▶ ASSIGNED TASK A
Copy the passage from the review of Innocent Sorcerers, starting at "So much for" and ending at "of erotic/courtship subtext.".
▶ ASSIGNED TASK B
According to the review of Innocent Sorcerers, who provided the film's score?

▶ TEXT SHOWN
Monday, 12 December 2016

Innocent Sorcerers - Niewinni czarodzieje (1960)

On the surface, Innocent Sorcerers doesn't seem much like an Andrzej Wajda film. Indeed, it doesn't even seem like a Polish film of that era. In detailing the lives of young bohemian people in late '50s Warsaw, it's not at all like the films Wajda was previously known for (his celebrated War trilogy, which detailed the experiences of Polish youth through extreme hardship and horror) and likewise, with its depiction of the modish milieu of jazz clubs, proto-hipsters, scooters and a fondness for all things culturally pointing West, it is not what we usually have in mind when we think of Poland. Innocent Sorcerers actually feels more in line with the contemporary French New Wave, or the similar British movement that lay just around the corner. It's certainly as knowingly self-referential as anything Godard created in the former; the film's own poster is seen in the background and later, as a jazz track concludes on the radio, the announcer reveals it to be a track from the film Innocent Sorcerers.

But delve deeper and Innocent Sorcerers (written by Jerzy Skolimowski and Ashes and Diamonds author Jerzy Andrzejewski) becomes an interesting and revealing, if somewhat stylised, look at Communist Poland and how its youth related to it. The title itself holds the key, originating as I believe it does from Adam Mickiewicz's metaphysical poem Forefathers, which refers to the 'innocent sorcerers...imprisoned against their will' who derive a formula which poisons their 'foolish hopes' to ensure their reality becomes more bearable. In their refusal to take their oppressive Communist reality seriously, their desire to live a more sophisticated Western world, the characters in Innocent Sorcerers have refused to accept a reality that doesn't measure up to their dreams or ambitions. 

So much for the subtext, but what of the film itself? Well it's the story of Andrzej (Tadeusz Łomnicki) a bleached blonde mod who works as a doctor at a sports complex, tending to aspiring boxers and Olympic hopefuls by day and spends his nights womanising and playing the drums in a jazz band as 'Medicine Man'. His similar minded friends include Zbigniew Cybulski, Roman Polanski and Krzysztof Komeda (who also provided the film's score), but he meets his match one evening in the form of an enigmatic beauty played by Krystyna Stypulkowska, who gives only gives Andrzej the obviously false name of Pelagia (he in turn says his name is Bazyli) Intrigued by one another they spend the night in Andrzej's flat, chatting in a heightened, knowing and playful manner whilst partaking in games full of erotic/courtship subtext.

On its release, Innocent Sorcerers offended both the Communist regime and the Church authorities within Poland as neither establishment saw any of their respective ideologies on display in the narrative or the character. Fearing the decadence of youth, legislation soon put a stop to this blossoming Polish Film School Movement. It was not until the 1970s that Polish Cinema would truly break free once more of the ideological stranglehold to produce a host of innovative, groundbreaking films.

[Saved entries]
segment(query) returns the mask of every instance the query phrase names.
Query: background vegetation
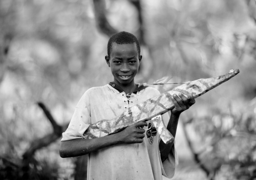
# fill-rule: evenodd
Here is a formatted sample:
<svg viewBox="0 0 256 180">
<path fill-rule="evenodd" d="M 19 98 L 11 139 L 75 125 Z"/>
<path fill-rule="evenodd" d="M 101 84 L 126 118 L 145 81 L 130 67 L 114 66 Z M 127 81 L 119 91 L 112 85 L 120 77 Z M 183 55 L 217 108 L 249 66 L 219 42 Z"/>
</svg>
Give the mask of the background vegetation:
<svg viewBox="0 0 256 180">
<path fill-rule="evenodd" d="M 83 93 L 112 80 L 107 41 L 125 31 L 138 83 L 241 72 L 182 114 L 173 179 L 256 179 L 255 1 L 2 0 L 0 23 L 0 178 L 84 179 L 86 156 L 61 158 L 60 137 Z"/>
</svg>

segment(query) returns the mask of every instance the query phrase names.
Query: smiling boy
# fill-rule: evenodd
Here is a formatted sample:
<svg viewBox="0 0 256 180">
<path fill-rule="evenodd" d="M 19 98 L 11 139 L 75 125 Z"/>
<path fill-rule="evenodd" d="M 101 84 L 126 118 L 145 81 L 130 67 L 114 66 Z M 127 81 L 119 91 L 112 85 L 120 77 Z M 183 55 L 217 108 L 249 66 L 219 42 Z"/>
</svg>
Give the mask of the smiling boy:
<svg viewBox="0 0 256 180">
<path fill-rule="evenodd" d="M 134 82 L 142 56 L 133 35 L 125 32 L 114 35 L 107 51 L 105 60 L 114 81 L 84 94 L 62 134 L 60 156 L 89 154 L 87 179 L 162 179 L 162 174 L 172 177 L 177 164 L 174 146 L 160 140 L 150 121 L 140 121 L 114 134 L 84 138 L 83 134 L 91 124 L 112 119 L 130 107 L 160 94 L 156 89 Z M 172 98 L 175 108 L 170 117 L 167 113 L 162 115 L 174 137 L 180 113 L 195 102 L 193 97 L 178 95 Z"/>
</svg>

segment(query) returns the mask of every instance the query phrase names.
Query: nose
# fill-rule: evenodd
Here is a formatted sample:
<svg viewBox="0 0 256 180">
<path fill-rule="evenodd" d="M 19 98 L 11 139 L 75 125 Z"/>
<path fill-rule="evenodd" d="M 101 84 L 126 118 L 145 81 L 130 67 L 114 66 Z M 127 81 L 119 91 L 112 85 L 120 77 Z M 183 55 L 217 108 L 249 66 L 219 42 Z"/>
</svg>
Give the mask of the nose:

▶ WRITTEN REPLY A
So much for the subtext, but what of the film itself? Well it's the story of Andrzej (Tadeusz Łomnicki) a bleached blonde mod who works as a doctor at a sports complex, tending to aspiring boxers and Olympic hopefuls by day and spends his nights womanising and playing the drums in a jazz band as 'Medicine Man'. His similar minded friends include Zbigniew Cybulski, Roman Polanski and Krzysztof Komeda (who also provided the film's score), but he meets his match one evening in the form of an enigmatic beauty played by Krystyna Stypulkowska, who gives only gives Andrzej the obviously false name of Pelagia (he in turn says his name is Bazyli) Intrigued by one another they spend the night in Andrzej's flat, chatting in a heightened, knowing and playful manner whilst partaking in games full of erotic/courtship subtext.

▶ WRITTEN REPLY B
Krzysztof Komeda